*Текстовый блок*

━━━━━━━━━━━━━━━━━━━━━━━━━━━━━━

Одним из важнейших аспектов эстетики Р. Вагнера, кардинальным образом повлиявших на всю европейскую культуру, является исследование продуктивных особенностей мифа. Без сомнения, композитор стоят у истоков того необыкновенного интереса к мифу, который пронизывает все области гуманитарного знания в ХХ столетии. Он весьма способствовал тому, что к мифу установилось совершенно иное отношение: миф стал важной частью активно востребованного общекультурного фонда. Миф уже не игнорировался как пережиток прошлого, как некое рудиментарное наслоение, от которого надлежало избавляться цивилизованным народам, миф постепенно стал перемещаться из сектора негативности (превратности) в сектор позитивности (обоснованности) и занял там одно из почетнейших мест — легального и дискурсивно-легитимного конститутивного фундамента любой культурной системы.
Как в большинстве теоретических выступлениях Р. Вагнер и в своей теории мифа отталкивался от немецкого романтического наследия, в рамках которого произошла одна из первых в новоевропейской рефлективной традиции попыток реабилитация мифа. Романтики дали общехудожественную трактовку мифу, получившую отражение в учении о «художественной мифологии» (Kunst-Mythologi). Самыми яркими представителями данной трактовки мифа можно считать К.Ф. Мориц и К.А. Беттигер. В литературе это направление развивали Ф. Шлегель и А. Шлегель, Л.А. Арним, К. Брентано, Я. Гримм и В. Гримм и др., Уже Ф. Шлегель в работе «Разговор о поэзии» (1800) ставил задачу создания новой мифологии, которая «должна быть произведена из сокровеннейших глубин духа; она должна быть самым художественным из всех художественных произведений, ибо она должна охватывать все остальные…». Поскольку мир трактовался в немецком романтизме чаще всего как откровение народной мудрости, то вся мировая мифология понималась как универсальная символика общечеловеческой мудрости народов. Таких же взглядов придерживались Хр.Г. Гейне, Ф. Крейцер и Й. Геррес.

━━━━━━━━━━━━━━━━━━━━━━━━━━━━━━

(Извлечённые записи)
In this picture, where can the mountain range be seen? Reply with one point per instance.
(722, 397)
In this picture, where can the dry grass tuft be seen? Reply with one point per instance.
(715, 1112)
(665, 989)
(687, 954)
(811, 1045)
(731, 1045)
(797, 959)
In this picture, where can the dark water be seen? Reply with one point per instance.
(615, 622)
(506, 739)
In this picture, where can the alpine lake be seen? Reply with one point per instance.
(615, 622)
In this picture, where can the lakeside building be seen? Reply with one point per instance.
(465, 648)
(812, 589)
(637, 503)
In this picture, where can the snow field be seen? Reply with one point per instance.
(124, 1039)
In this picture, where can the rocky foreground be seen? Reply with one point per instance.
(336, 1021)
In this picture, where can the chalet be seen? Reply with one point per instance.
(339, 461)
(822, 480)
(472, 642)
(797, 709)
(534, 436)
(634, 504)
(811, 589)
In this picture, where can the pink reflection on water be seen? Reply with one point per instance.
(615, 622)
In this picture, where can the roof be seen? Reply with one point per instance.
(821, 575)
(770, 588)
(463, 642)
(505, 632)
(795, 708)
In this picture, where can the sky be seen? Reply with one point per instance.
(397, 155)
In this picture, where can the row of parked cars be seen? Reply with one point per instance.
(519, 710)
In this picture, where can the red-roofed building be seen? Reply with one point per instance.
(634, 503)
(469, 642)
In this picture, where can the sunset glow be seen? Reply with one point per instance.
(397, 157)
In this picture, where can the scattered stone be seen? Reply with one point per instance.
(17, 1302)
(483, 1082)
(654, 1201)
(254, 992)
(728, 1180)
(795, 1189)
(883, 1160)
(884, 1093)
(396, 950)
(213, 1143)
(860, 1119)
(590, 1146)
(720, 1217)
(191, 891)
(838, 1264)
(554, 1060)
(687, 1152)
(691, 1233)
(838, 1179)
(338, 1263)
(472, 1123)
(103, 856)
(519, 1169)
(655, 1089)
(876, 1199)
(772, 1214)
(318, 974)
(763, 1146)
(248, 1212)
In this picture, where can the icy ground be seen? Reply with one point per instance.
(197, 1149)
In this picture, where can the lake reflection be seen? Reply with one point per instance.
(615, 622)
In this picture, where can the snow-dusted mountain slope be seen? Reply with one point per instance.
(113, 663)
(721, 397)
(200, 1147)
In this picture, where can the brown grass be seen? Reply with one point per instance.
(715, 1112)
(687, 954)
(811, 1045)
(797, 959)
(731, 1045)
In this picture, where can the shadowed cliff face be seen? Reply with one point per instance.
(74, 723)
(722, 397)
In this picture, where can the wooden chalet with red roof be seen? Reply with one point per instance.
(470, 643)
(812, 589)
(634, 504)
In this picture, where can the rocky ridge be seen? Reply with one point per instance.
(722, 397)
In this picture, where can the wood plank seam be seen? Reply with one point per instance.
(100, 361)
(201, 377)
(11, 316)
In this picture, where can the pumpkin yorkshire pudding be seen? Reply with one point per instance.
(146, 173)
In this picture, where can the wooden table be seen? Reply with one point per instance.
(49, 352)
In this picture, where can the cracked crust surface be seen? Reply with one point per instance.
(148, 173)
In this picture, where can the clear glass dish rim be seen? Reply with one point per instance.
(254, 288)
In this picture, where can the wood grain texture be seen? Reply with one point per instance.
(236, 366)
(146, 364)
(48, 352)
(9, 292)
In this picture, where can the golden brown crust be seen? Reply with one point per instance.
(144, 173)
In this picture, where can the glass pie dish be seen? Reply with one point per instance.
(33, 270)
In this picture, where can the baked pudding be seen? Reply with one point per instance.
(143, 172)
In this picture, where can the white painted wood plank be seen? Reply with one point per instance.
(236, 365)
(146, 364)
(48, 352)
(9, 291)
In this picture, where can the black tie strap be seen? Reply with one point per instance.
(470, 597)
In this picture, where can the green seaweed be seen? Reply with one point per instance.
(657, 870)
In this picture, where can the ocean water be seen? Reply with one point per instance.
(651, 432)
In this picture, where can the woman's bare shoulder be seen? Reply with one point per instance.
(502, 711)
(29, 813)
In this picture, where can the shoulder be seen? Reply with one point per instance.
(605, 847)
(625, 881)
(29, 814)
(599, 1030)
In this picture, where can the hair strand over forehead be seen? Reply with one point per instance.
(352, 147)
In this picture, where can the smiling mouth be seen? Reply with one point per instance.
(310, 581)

━━━━━━━━━━━━━━━━━━━━━━━━━━━━━━

*Суть задания*
(a) Выпишите без изменений фрагмент текста о Вагнере и мифе от слов «Одним из важнейших» до слов «любой культурной системы.».
(b) Прибавьте 80 к каждому числу координат в ответах записей от строки с «In this picture, where can the row» до строки с «(200, 1147)» включительно. Приведите все эти строки заново, вместе с запросами.

*Результаты выполнения*
(a)
Одним из важнейших аспектов эстетики Р. Вагнера, кардинальным образом повлиявших на всю европейскую культуру, является исследование продуктивных особенностей мифа. Без сомнения, композитор стоят у истоков того необыкновенного интереса к мифу, который пронизывает все области гуманитарного знания в ХХ столетии. Он весьма способствовал тому, что к мифу установилось совершенно иное отношение: миф стал важной частью активно востребованного общекультурного фонда. Миф уже не игнорировался как пережиток прошлого, как некое рудиментарное наслоение, от которого надлежало избавляться цивилизованным народам, миф постепенно стал перемещаться из сектора негативности (превратности) в сектор позитивности (обоснованности) и занял там одно из почетнейших мест — легального и дискурсивно-легитимного конститутивного фундамента любой культурной системы.

(b)
In this picture, where can the row of parked cars be seen? Reply with one point per instance.
(599, 790)
In this picture, where can the red-roofed building be seen? Reply with one point per instance.
(714, 583)
(549, 722)
In this picture, where can the sunset glow be seen? Reply with one point per instance.
(477, 237)
In this picture, where can the scattered stone be seen? Reply with one point per instance.
(97, 1382)
(563, 1162)
(734, 1281)
(334, 1072)
(808, 1260)
(875, 1269)
(963, 1240)
(964, 1173)
(476, 1030)
(293, 1223)
(940, 1199)
(670, 1226)
(800, 1297)
(271, 971)
(918, 1344)
(634, 1140)
(767, 1232)
(771, 1313)
(918, 1259)
(418, 1343)
(552, 1203)
(183, 936)
(599, 1249)
(735, 1169)
(956, 1279)
(852, 1294)
(398, 1054)
(843, 1226)
(328, 1292)
In this picture, where can the icy ground be seen? Reply with one point per instance.
(277, 1229)
In this picture, where can the lake reflection be seen? Reply with one point per instance.
(695, 702)
In this picture, where can the snow-dusted mountain slope be seen? Reply with one point per instance.
(193, 743)
(801, 477)
(280, 1227)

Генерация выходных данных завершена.